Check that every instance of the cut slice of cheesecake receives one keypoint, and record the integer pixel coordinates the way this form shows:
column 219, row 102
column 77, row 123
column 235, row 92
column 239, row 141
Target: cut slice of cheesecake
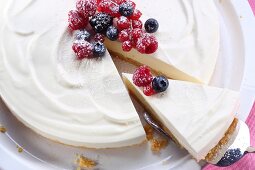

* * * * * * *

> [Aim of the exercise]: A verbatim reproduction of each entry is expected, with every picture omitted.

> [Solution]:
Check that every instance of the cut slice of cheesecake receives one keypoint, and record the integer pixel coordinates the way this form shows:
column 219, row 102
column 77, row 123
column 235, row 92
column 239, row 141
Target: cut slice of cheesecake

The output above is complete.